Exercise set
(1) In the article on fecal transplants, which infection does Dr Alisdair MacConnachie treat with the procedure in the UK?
(2) Update the fecal transplant article from "Dr Alisdair MacConnachie, from" to "control the infection.", replacing "healthy bacteria" with "beneficial bacteria".
(3) Write the next part of the article on fecal transplants for bowel disease, beginning after its last sentence.

Text
*** Block opens ***

Faecal Transplants Offer Hope For Bowel Disease Patients

Are Faecal Transplants The Key To Bowel Disease Treatment?

It's enough to turn anyone's stomach but a new treatment that transplants faecal matter from one person to another could help to save lives.

The procedure, which is already being used by some doctors, repopulates the patient's gut with the healthy bacteria that can become unbalanced after the use of antibiotics.

Dr Alisdair MacConnachie, from Gartnavel General Hospital in Glasgow, carries out the procedure in the UK for Clostridium difficile infection, a disease that can be caused when healthy bacteria are wiped out from the gut by antibiotics.

The theory is that by adding more bacteria to the bowels, they will compete with the Clostridium difficile bacteria and control the infection.

He says it is a proven treatment but should only be used as a last resort.

"My personal view is that this technique is there for patients who have tried all the traditional treatments," Dr MacConnachie told the BBC.

"If a patient doesn't respond to that and still gets recurrent C. difficile then they're in real trouble and there isn't really any other technique or any other treatment that has the proven efficacy that faecal transplant does."

Dr MacChonnachie has performed the procedure over 20 times and says it was successful in removing the bacteria in all bar one of the cases.

*** Block closes ***

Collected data

*** Block opens ***

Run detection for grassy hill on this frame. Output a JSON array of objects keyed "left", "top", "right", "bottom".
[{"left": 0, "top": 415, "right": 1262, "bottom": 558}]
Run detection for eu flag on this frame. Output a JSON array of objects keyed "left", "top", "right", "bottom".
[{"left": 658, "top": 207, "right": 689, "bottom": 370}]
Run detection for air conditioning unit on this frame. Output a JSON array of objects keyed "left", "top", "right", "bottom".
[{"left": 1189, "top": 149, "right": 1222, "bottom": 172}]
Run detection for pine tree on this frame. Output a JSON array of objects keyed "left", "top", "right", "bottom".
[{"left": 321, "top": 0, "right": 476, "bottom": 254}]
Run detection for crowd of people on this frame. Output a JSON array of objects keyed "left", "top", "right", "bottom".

*** Block closes ***

Responses for each task
(1) Clostridium difficile infection.

(2)
Dr Alisdair MacConnachie, from Gartnavel General Hospital in Glasgow, carries out the procedure in the UK for Clostridium difficile infection, a disease that can be caused when beneficial bacteria are wiped out from the gut by antibiotics.

The theory is that by adding more bacteria to the bowels, they will compete with the Clostridium difficile bacteria and control the infection.

(3)
He told the BBC that other doctors may be more hesitant to embrace the treatment because of its repellant nature:

"It sounds disgusting, it is disgusting and I think people are probably worried about approaching patients and discussing it."

For optimum results the donor of the faecal matter would be a relative who lives with the patient; living in the same environment and eating the same food means they are more likely to have similar bowel bacteria.

The donor comes to the hospital on the morning of the operation and produces a sample. About 30g of this is blitzed in a household blender with salt water and poured through a coffee filter to leave a watery liquid.

To transfer the liquid into the patient’s bowels, Dr MacConnachie inserts a tube up the nose and down to the stomach and pours the liquid through the tube.

The treatment is growing in popularity in the States where doctors believe it could be used to treat common complaints such as irritable bowel syndrome, diarrhoea and constipation.

However, until the necessary clinical trials take place, it is unlikely the treatment will become widespread in the UK.